EXERCISE PROMPT: Of all the lines in the material, how many carry the string "spot"? Respond with the number by itself.

SUPPLIED DATA:

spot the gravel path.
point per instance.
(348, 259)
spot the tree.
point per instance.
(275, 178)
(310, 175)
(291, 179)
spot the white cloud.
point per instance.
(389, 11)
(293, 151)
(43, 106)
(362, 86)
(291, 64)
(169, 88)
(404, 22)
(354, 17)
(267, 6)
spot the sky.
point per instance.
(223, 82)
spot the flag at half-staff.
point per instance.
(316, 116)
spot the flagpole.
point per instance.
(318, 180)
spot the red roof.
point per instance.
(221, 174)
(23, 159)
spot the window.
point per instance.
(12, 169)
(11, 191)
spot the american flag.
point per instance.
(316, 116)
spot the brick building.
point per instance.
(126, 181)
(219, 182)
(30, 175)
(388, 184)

RESULT: 10